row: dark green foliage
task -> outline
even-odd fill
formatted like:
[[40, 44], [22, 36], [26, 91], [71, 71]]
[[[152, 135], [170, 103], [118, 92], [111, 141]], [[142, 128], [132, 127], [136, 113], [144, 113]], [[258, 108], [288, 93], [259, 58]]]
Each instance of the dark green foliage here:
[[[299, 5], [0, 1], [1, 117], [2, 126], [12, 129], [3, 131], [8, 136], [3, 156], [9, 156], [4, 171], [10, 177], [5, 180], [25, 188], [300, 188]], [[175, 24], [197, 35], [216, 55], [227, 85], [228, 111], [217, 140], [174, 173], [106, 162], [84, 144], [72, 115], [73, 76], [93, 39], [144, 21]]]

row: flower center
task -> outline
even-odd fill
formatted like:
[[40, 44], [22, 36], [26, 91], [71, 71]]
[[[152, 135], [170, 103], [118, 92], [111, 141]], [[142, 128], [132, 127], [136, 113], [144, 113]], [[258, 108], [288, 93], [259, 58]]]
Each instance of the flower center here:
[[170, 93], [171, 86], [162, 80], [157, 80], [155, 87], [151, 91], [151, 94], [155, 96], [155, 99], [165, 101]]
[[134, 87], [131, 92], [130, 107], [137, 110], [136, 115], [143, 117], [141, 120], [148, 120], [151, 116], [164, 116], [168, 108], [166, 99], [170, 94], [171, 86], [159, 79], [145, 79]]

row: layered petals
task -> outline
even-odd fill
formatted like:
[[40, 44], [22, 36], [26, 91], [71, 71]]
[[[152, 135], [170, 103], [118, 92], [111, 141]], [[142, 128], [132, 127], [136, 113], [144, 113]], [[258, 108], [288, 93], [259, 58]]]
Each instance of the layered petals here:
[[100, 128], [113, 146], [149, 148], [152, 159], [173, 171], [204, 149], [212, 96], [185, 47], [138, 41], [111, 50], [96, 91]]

**WHAT THIS TASK INVOLVES:** Output the full listing exactly as it stands.

**WRITTEN SOLUTION:**
row: dark green foliage
task -> outline
even-odd fill
formatted like:
[[40, 44], [22, 36], [26, 91], [71, 71]]
[[[152, 135], [170, 103], [118, 92], [111, 141]], [[142, 128], [132, 127], [136, 113], [144, 113]], [[258, 108], [288, 93], [259, 58]]]
Each instance of the dark green foliage here:
[[[299, 5], [0, 1], [1, 117], [2, 126], [12, 129], [3, 131], [8, 136], [3, 156], [9, 156], [4, 171], [10, 177], [5, 180], [25, 188], [300, 188]], [[175, 24], [197, 35], [216, 55], [227, 85], [228, 111], [217, 140], [174, 173], [106, 162], [84, 144], [72, 115], [73, 76], [93, 39], [144, 21]]]

row: flower center
task -> outline
even-odd fill
formatted like:
[[40, 44], [22, 36], [26, 91], [71, 71]]
[[[152, 135], [170, 103], [118, 92], [111, 141]], [[142, 128], [132, 127], [136, 113], [144, 113]], [[258, 108], [288, 93], [259, 58]]]
Each instance of the flower center here:
[[170, 93], [171, 86], [162, 80], [157, 80], [155, 87], [151, 91], [151, 94], [155, 96], [155, 99], [165, 101]]
[[134, 87], [131, 92], [130, 107], [137, 110], [136, 115], [143, 117], [141, 120], [148, 120], [151, 116], [164, 116], [168, 108], [166, 99], [170, 94], [171, 86], [159, 79], [145, 79]]

row: layered petals
task -> outline
even-odd fill
formatted like:
[[40, 44], [22, 36], [26, 91], [71, 71]]
[[[152, 135], [170, 103], [118, 92], [111, 141]], [[142, 128], [132, 127], [136, 113], [144, 113]], [[258, 108], [288, 93], [259, 58]]]
Each instance of the layered petals here:
[[100, 128], [113, 146], [149, 148], [152, 159], [173, 171], [204, 149], [212, 96], [185, 47], [138, 41], [111, 50], [96, 91]]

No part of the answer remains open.